Gather all lines with "target" from the records.

+-------+

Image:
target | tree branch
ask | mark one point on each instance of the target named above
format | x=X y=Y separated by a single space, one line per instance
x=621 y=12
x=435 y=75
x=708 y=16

+-------+

ANSWER TO THE PROBLEM:
target | tree branch
ask | mark one point on each instance of the target named above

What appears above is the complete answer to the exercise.